* _Work instructions_: Quote the lines word for word, from the start of the records through the line that contains "task: trace the outline of every instance of the white and".
[BEGIN Data provided]
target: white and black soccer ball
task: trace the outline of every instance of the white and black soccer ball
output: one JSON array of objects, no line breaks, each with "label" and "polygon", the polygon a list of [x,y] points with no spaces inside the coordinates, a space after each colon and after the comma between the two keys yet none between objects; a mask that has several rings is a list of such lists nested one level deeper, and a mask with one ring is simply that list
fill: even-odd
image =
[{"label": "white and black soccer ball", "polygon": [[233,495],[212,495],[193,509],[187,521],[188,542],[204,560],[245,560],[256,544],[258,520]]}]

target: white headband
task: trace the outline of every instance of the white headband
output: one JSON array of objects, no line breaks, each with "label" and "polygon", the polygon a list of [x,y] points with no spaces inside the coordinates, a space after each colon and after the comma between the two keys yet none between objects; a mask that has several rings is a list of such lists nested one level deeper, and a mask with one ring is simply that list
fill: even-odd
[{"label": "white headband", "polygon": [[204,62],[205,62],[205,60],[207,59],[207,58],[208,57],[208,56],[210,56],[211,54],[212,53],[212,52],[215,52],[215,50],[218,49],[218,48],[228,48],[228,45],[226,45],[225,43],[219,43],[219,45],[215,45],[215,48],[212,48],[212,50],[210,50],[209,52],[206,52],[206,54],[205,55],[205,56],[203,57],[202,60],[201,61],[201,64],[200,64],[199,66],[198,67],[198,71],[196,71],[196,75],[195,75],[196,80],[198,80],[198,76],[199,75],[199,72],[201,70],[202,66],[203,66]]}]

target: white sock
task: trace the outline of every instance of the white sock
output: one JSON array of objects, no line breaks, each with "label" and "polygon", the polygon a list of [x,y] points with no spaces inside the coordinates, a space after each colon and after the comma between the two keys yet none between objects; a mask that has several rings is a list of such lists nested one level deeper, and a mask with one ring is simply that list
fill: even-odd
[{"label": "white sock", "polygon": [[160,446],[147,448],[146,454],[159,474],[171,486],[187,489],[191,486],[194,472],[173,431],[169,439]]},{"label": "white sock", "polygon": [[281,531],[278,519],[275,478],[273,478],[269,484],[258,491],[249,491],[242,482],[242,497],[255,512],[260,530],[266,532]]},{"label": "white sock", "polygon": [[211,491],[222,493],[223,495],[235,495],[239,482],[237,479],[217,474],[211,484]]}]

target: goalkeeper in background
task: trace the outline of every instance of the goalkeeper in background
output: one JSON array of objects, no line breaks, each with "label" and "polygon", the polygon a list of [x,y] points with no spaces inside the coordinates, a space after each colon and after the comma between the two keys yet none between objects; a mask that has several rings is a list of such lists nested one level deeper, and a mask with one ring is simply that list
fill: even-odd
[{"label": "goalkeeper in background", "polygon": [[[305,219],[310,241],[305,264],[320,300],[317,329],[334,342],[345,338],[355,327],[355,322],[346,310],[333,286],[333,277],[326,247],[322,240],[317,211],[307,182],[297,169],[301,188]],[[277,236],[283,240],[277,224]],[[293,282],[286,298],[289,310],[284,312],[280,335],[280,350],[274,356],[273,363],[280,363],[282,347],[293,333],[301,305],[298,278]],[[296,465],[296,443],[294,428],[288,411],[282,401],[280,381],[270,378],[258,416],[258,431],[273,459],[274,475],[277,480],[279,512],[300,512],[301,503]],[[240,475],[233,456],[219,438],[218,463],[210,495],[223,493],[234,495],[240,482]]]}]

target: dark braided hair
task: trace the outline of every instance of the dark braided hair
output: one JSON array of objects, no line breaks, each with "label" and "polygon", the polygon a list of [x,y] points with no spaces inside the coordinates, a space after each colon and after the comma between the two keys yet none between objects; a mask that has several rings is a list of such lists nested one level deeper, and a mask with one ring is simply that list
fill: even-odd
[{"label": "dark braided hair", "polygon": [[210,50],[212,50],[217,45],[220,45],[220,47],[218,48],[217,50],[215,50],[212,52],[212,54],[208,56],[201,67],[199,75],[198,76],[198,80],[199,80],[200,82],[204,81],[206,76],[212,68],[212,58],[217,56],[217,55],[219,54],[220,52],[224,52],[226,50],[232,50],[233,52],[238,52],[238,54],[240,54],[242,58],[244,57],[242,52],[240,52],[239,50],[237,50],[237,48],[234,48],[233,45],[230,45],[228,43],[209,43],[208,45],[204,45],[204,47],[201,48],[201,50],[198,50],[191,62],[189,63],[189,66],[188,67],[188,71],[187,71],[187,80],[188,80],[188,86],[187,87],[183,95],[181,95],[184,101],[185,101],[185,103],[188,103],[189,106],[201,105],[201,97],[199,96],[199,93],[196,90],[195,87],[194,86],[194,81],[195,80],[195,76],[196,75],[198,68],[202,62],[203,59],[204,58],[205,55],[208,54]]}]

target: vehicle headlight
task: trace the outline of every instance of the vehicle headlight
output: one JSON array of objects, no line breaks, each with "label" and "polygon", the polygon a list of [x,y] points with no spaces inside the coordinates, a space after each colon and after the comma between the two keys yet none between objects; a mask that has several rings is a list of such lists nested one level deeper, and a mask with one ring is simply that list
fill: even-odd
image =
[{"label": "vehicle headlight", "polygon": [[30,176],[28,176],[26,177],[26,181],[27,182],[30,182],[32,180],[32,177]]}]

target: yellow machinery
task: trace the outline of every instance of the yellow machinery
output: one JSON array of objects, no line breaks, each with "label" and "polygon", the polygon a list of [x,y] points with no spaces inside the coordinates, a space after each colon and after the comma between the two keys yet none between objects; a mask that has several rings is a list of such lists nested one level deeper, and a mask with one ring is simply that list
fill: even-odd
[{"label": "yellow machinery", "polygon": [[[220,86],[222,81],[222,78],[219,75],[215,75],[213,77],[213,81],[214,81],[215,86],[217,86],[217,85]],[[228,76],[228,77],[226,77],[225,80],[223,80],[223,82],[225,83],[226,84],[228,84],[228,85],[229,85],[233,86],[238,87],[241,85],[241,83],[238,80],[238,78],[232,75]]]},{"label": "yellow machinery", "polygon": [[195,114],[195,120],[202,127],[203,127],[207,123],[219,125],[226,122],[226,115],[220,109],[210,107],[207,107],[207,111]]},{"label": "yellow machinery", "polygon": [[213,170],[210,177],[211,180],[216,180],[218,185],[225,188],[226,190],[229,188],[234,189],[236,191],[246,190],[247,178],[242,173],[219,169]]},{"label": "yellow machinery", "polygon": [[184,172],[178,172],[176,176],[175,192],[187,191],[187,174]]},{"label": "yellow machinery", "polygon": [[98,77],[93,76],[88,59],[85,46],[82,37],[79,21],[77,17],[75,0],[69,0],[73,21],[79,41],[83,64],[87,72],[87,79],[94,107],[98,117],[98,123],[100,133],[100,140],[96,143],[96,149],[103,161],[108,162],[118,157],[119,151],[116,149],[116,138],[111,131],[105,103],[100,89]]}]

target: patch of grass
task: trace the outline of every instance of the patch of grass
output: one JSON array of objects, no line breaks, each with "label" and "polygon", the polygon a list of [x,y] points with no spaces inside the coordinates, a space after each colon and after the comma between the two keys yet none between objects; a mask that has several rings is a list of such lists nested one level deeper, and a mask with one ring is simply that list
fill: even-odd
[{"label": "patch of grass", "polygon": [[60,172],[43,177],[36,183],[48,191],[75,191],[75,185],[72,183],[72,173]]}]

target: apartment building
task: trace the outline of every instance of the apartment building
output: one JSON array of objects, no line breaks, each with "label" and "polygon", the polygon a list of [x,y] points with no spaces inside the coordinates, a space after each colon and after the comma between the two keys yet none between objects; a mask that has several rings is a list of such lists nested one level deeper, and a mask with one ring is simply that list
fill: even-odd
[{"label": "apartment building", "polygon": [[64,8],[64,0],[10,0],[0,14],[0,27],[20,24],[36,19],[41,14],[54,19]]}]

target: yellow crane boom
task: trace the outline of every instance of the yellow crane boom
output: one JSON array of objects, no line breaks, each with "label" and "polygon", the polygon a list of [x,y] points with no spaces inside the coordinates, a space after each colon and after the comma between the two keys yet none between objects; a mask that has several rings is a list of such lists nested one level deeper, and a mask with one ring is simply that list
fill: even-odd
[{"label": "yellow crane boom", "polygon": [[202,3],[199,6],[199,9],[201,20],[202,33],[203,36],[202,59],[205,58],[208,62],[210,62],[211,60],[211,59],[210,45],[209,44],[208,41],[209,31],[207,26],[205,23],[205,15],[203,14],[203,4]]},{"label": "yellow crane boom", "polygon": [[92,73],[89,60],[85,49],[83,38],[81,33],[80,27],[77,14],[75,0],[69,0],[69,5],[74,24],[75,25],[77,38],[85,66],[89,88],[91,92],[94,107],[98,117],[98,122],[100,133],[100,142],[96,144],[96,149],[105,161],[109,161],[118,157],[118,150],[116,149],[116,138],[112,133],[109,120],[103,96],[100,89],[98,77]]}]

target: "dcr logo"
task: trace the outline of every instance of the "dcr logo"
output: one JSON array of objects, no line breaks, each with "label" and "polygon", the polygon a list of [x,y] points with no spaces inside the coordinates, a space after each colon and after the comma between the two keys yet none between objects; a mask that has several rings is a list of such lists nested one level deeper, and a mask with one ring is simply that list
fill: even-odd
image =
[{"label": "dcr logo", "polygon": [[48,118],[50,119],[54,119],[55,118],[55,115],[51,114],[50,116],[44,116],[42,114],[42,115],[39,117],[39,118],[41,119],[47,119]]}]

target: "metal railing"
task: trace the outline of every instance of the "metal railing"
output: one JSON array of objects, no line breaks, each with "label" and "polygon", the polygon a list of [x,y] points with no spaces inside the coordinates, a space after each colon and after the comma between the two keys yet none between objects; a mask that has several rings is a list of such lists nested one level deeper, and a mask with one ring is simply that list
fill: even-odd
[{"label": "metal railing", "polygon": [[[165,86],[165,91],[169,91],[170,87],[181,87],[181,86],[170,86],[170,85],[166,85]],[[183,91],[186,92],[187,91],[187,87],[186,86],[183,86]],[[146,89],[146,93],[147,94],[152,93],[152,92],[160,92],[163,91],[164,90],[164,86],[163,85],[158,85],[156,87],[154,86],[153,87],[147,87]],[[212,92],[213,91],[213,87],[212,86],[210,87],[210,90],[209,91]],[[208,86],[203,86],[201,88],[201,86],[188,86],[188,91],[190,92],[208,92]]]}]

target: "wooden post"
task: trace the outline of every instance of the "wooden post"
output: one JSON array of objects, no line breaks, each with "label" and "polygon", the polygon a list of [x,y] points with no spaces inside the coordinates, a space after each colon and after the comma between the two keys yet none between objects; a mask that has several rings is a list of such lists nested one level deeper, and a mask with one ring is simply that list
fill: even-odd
[END Data provided]
* _Correct output_:
target: white and black soccer ball
task: trace the outline of every instance of the white and black soccer ball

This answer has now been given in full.